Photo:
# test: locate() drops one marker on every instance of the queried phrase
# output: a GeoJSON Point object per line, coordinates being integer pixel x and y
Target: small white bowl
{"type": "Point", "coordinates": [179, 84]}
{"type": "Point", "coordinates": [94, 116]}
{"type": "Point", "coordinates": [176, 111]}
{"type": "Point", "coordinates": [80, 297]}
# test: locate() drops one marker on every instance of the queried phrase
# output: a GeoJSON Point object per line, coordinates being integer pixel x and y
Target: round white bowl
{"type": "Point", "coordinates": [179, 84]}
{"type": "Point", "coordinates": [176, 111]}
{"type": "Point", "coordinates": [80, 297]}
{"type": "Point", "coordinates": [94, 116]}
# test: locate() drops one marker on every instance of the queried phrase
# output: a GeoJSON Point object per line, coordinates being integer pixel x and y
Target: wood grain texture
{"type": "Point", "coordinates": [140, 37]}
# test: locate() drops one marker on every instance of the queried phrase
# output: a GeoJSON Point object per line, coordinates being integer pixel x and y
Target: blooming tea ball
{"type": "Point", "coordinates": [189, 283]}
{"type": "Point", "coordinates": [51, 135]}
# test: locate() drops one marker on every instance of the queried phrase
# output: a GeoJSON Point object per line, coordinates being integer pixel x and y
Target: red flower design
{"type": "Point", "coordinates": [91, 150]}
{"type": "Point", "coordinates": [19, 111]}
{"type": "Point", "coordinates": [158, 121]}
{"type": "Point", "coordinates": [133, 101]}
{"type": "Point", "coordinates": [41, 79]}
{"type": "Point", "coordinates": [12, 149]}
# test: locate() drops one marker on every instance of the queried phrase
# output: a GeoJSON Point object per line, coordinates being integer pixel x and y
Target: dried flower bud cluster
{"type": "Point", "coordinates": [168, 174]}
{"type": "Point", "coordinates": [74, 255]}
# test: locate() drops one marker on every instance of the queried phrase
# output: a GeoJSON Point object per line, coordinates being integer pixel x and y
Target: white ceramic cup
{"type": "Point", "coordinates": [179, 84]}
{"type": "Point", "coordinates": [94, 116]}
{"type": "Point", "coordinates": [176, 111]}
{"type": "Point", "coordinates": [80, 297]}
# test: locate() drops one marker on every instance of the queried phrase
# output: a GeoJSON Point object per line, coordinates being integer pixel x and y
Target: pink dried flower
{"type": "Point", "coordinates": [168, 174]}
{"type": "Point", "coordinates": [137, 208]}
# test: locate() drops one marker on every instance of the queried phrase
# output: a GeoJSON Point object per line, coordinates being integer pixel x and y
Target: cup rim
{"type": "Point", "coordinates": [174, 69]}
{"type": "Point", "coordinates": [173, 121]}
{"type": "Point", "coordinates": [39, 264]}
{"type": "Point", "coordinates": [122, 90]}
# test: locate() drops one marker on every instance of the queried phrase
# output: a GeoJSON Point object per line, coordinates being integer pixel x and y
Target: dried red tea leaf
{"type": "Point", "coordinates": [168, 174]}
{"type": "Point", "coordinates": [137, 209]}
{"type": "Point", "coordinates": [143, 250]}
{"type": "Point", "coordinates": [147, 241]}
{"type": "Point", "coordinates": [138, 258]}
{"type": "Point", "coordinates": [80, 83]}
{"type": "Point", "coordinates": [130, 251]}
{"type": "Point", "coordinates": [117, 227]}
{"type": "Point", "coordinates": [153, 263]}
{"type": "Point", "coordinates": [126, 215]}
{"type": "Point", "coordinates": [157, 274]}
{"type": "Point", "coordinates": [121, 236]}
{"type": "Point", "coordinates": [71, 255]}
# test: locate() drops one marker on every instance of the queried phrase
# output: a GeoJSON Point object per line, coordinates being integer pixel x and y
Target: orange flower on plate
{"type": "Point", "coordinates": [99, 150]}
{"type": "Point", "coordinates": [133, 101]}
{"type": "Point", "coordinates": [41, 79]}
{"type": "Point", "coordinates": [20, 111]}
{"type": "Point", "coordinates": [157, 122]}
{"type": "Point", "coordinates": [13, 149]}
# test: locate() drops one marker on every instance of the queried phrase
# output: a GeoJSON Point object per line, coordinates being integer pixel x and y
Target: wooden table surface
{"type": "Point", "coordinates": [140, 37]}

________________________________________

EXERCISE OBJECTIVE:
Return the full listing, character for character.

TASK ANSWER:
Photo:
# test: locate() drops one marker on every instance of the queried phrase
# output: a GeoJSON Point object per line, coordinates being integer pixel x and y
Target: small white bowl
{"type": "Point", "coordinates": [179, 84]}
{"type": "Point", "coordinates": [94, 116]}
{"type": "Point", "coordinates": [176, 111]}
{"type": "Point", "coordinates": [80, 297]}
# test: locate() drops one marker on every instance of the queried phrase
# output: a GeoJSON Point object per line, coordinates being integer pixel x and y
Target: round white bowl
{"type": "Point", "coordinates": [179, 84]}
{"type": "Point", "coordinates": [176, 111]}
{"type": "Point", "coordinates": [80, 297]}
{"type": "Point", "coordinates": [94, 116]}
# test: locate() drops one marker on every instance of the queried phrase
# output: a GeoJSON Point object per line, coordinates being integer pixel x and y
Target: wood grain texture
{"type": "Point", "coordinates": [140, 37]}
# test: locate() drops one marker on every instance of the queried phrase
# output: a GeoJSON Point object per line, coordinates being integer pixel x and y
Target: blooming tea ball
{"type": "Point", "coordinates": [189, 283]}
{"type": "Point", "coordinates": [51, 135]}
# test: locate() drops one marker on every instance of the queried phrase
# output: a GeoJSON Point object per line, coordinates being integer pixel x and y
Target: red flower design
{"type": "Point", "coordinates": [91, 150]}
{"type": "Point", "coordinates": [19, 111]}
{"type": "Point", "coordinates": [158, 121]}
{"type": "Point", "coordinates": [133, 101]}
{"type": "Point", "coordinates": [41, 79]}
{"type": "Point", "coordinates": [12, 149]}
# test: locate() drops one marker on every instance of the queried phrase
# output: a GeoJSON Point object per line, coordinates being integer pixel x and y
Target: dried flower bud cluster
{"type": "Point", "coordinates": [168, 174]}
{"type": "Point", "coordinates": [74, 255]}
# test: locate() drops one marker on every instance of the queried phrase
# output: a GeoJSON Point object per line, coordinates being integer pixel x and y
Target: white ceramic cup
{"type": "Point", "coordinates": [179, 84]}
{"type": "Point", "coordinates": [94, 116]}
{"type": "Point", "coordinates": [176, 111]}
{"type": "Point", "coordinates": [80, 297]}
# test: locate() drops one marker on every instance of the queried phrase
# output: a GeoJSON Point object per line, coordinates being integer pixel x and y
Target: pink dried flower
{"type": "Point", "coordinates": [168, 174]}
{"type": "Point", "coordinates": [137, 208]}
# test: locate() drops one marker on every instance of the queried phrase
# output: a GeoJSON Point object per line, coordinates being integer pixel x and y
Target: cup rim
{"type": "Point", "coordinates": [174, 69]}
{"type": "Point", "coordinates": [173, 121]}
{"type": "Point", "coordinates": [39, 264]}
{"type": "Point", "coordinates": [122, 90]}
# test: locate() drops one marker on every instance of the queried phrase
# output: a GeoJSON Point object per line, coordinates being integer pixel x and y
Target: dried red tea leaf
{"type": "Point", "coordinates": [168, 174]}
{"type": "Point", "coordinates": [137, 209]}
{"type": "Point", "coordinates": [143, 250]}
{"type": "Point", "coordinates": [147, 241]}
{"type": "Point", "coordinates": [138, 258]}
{"type": "Point", "coordinates": [80, 83]}
{"type": "Point", "coordinates": [130, 251]}
{"type": "Point", "coordinates": [117, 227]}
{"type": "Point", "coordinates": [153, 263]}
{"type": "Point", "coordinates": [126, 215]}
{"type": "Point", "coordinates": [157, 274]}
{"type": "Point", "coordinates": [121, 236]}
{"type": "Point", "coordinates": [71, 255]}
# test: locate() drops one marker on every instance of the queried phrase
# output: a GeoJSON Point object per line, coordinates being integer pixel x and y
Target: orange flower on plate
{"type": "Point", "coordinates": [99, 150]}
{"type": "Point", "coordinates": [133, 101]}
{"type": "Point", "coordinates": [41, 79]}
{"type": "Point", "coordinates": [20, 111]}
{"type": "Point", "coordinates": [157, 122]}
{"type": "Point", "coordinates": [13, 149]}
# test: locate() drops one marker on every instance of the queried phrase
# output: a GeoJSON Point object per line, coordinates being integer pixel x and y
Target: wooden table surface
{"type": "Point", "coordinates": [140, 37]}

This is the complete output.